-- Selection --
--- START ---

What makes for a good politician ? What might the history of politics and politicians show those seek power? Andrew Adonis has produced masterful biography of Ernest Bevin who he describes as Labour’s Churchill. I was glad to be reminded of both the man, the story and the legacy having spent much time in my postgraduate research looking at another working class entrepreneur, Aneurin Bevan and the early history of the establishment of the NHS.
Bevin founded the Transport & General Workers’ Union leading the movement by building the T&G into the largest and most effective union in the free world. This equipped him with the stature and the skills to mobilise labour and industry to win the struggle against the Nazis. It was a struggle than required tenacity, a readiness to tackle power in the courts and a total commitment to hard work over long hours and weeks.
Adonis brings the man to life. It is full of colour and energy and conviction. What Bevin demonstrates is the ability to understand people and he does so out of his won working class roots, he understood poverty and hunger. He endured poor working conditions and pay for years. He battled with power and privilege in the workplace and the courts. A love of his country was combined with a deep desire to improve the lives of working people. Here is a picture of a working class hero that was and remained in touch with people.
Bevin came from literally nothing. His was a desperately poor background. Born in 1881 into a Somerset family of illiterate labourers, he was orphaned at eight and turned up in Bristol at 13 with little more than the clothes on his back. It was in these years that he developed skills of advocacy and negotiation. All this, we are told, was helped by religious roots in the Baptist Church.as a union organiser. There was passion and clear articulation of the core questions about the shape of the common good. As Adonis puts it: “Bevin was revolutionary about ends, democratic about means.”

--- END ---

-- Task requirements --
a) Answer these questions using the review:
(i) What phrase does Adonis use to describe Bevin?
(ii) Which union did Bevin found?
(iii) In what year and in which county was Bevin born?
b) Output word for word the stretch of the review from "What makes for" through "of the NHS.".
The rows that come next are drawn from a separate, unrelated source.

-- Items --

--- START ---

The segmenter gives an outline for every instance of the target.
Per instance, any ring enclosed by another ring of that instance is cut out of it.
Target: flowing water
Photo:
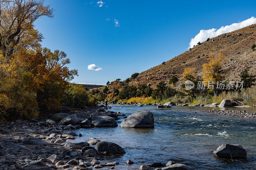
[[[120,164],[115,169],[132,169],[156,162],[165,164],[170,160],[196,169],[256,169],[256,120],[201,113],[188,109],[191,107],[111,107],[110,110],[120,111],[127,116],[139,110],[149,110],[153,113],[155,119],[153,129],[121,128],[119,126],[124,119],[122,118],[117,121],[118,126],[116,127],[81,129],[74,131],[83,136],[73,142],[88,141],[94,137],[122,146],[125,154],[106,159],[108,162],[119,162]],[[253,108],[232,109],[255,111]],[[213,151],[219,146],[228,143],[242,145],[247,151],[247,159],[232,160],[213,155]],[[128,159],[134,164],[126,164],[125,162]]]

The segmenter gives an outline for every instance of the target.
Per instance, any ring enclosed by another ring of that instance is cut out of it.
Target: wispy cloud
[[[105,3],[105,2],[102,2],[101,0],[100,0],[99,1],[98,1],[97,2],[97,4],[98,5],[99,7],[101,7],[102,6],[103,4]]]
[[[204,41],[208,38],[214,37],[221,34],[231,32],[255,23],[256,18],[252,17],[251,18],[240,22],[234,23],[225,26],[222,26],[218,29],[212,28],[206,30],[201,30],[197,35],[191,39],[188,48],[193,48],[194,45],[196,45],[198,42]]]
[[[88,65],[88,70],[94,71],[100,71],[102,70],[102,68],[96,66],[94,64],[92,64]]]
[[[116,27],[118,27],[119,26],[119,21],[116,19],[115,19],[115,20],[114,20],[114,22],[115,22],[115,23],[116,24],[116,26],[115,26]]]

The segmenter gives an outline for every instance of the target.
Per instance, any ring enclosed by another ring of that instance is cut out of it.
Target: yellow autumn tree
[[[216,96],[218,93],[218,89],[216,88],[217,83],[224,79],[225,73],[223,72],[222,67],[226,59],[223,57],[222,53],[220,53],[217,55],[210,54],[207,59],[209,62],[203,64],[203,78],[205,84],[213,91]]]
[[[188,79],[191,80],[191,79],[194,79],[196,76],[195,72],[196,69],[194,67],[185,68],[182,74],[183,79],[186,80]]]

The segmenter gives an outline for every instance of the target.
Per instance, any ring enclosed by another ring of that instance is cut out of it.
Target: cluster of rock
[[[159,103],[157,105],[158,108],[170,108],[172,107],[172,106],[176,106],[177,105],[175,103],[172,101],[169,101],[165,103],[163,105],[162,105],[161,103]]]
[[[251,113],[247,112],[246,110],[216,110],[216,109],[209,110],[200,110],[202,112],[206,112],[212,114],[221,114],[229,116],[237,116],[240,117],[248,117],[256,118],[256,113]]]
[[[51,119],[19,120],[0,124],[0,169],[114,168],[118,162],[100,164],[102,159],[98,156],[125,153],[117,144],[94,138],[88,142],[72,143],[67,140],[78,136],[72,129],[116,126],[115,119],[124,115],[101,109],[68,111],[70,114],[57,114]]]

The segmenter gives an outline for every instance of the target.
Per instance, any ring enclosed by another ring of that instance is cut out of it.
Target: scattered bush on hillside
[[[135,73],[134,74],[133,74],[131,76],[131,77],[132,79],[134,79],[137,77],[139,74],[140,73]]]
[[[254,51],[255,47],[256,47],[256,45],[255,44],[253,44],[252,45],[252,51]]]
[[[149,97],[152,95],[152,89],[150,86],[148,86],[144,90],[147,97]]]
[[[118,97],[120,99],[129,99],[136,96],[137,89],[133,86],[125,85],[119,92]]]
[[[104,89],[103,89],[103,92],[104,93],[107,93],[108,91],[108,88],[106,86],[105,86],[105,88],[104,88]]]
[[[179,81],[179,79],[176,76],[172,76],[170,80],[169,80],[169,84],[171,85],[172,84],[175,84],[175,83]]]

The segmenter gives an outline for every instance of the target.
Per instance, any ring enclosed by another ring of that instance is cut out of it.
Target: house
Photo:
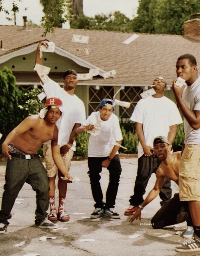
[[[200,14],[191,16],[184,23],[184,36],[136,33],[137,38],[128,44],[123,42],[132,34],[116,32],[55,29],[46,39],[56,44],[54,53],[43,53],[43,64],[51,68],[49,76],[62,84],[62,73],[68,68],[78,73],[99,68],[92,80],[80,80],[76,94],[82,99],[88,116],[96,110],[101,99],[112,98],[122,86],[116,98],[131,102],[128,108],[117,106],[115,113],[128,118],[156,76],[167,81],[165,95],[174,100],[170,90],[176,77],[177,58],[189,53],[200,63]],[[0,68],[6,66],[16,76],[19,87],[40,86],[33,71],[36,50],[44,29],[40,27],[0,26]],[[88,44],[72,42],[73,34],[89,37]],[[89,54],[88,54],[88,51]],[[116,71],[115,77],[104,78],[103,74]]]

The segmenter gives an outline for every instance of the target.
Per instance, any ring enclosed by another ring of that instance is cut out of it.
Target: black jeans
[[[129,200],[130,204],[137,206],[144,201],[143,195],[148,182],[152,173],[155,173],[161,161],[154,154],[151,156],[145,156],[144,154],[138,159],[138,173],[134,188],[134,194]],[[165,178],[165,182],[159,194],[162,203],[172,197],[171,181]]]
[[[11,160],[8,160],[5,179],[0,223],[9,224],[8,220],[12,217],[10,212],[15,199],[24,184],[27,182],[36,192],[35,223],[38,225],[48,215],[49,191],[46,171],[40,159],[22,159],[13,156]]]
[[[187,202],[180,201],[178,193],[163,204],[152,218],[151,222],[154,228],[162,228],[170,225],[186,221],[188,226],[193,226]]]
[[[122,172],[119,155],[115,155],[107,167],[109,171],[109,183],[106,193],[105,206],[103,202],[103,193],[100,180],[100,174],[102,170],[102,162],[108,158],[106,157],[88,157],[89,177],[90,180],[91,188],[94,200],[96,202],[95,208],[114,208],[117,196],[120,177]]]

--- END ---

-- Answers in order --
a)
(i) Labour's Churchill
(ii) The Transport & General Workers' Union
(iii) 1881, in Somerset

b)
What makes for a good politician ? What might the history of politics and politicians show those seek power? Andrew Adonis has produced masterful biography of Ernest Bevin who he describes as Labour’s Churchill. I was glad to be reminded of both the man, the story and the legacy having spent much time in my postgraduate research looking at another working class entrepreneur, Aneurin Bevan and the early history of the establishment of the NHS.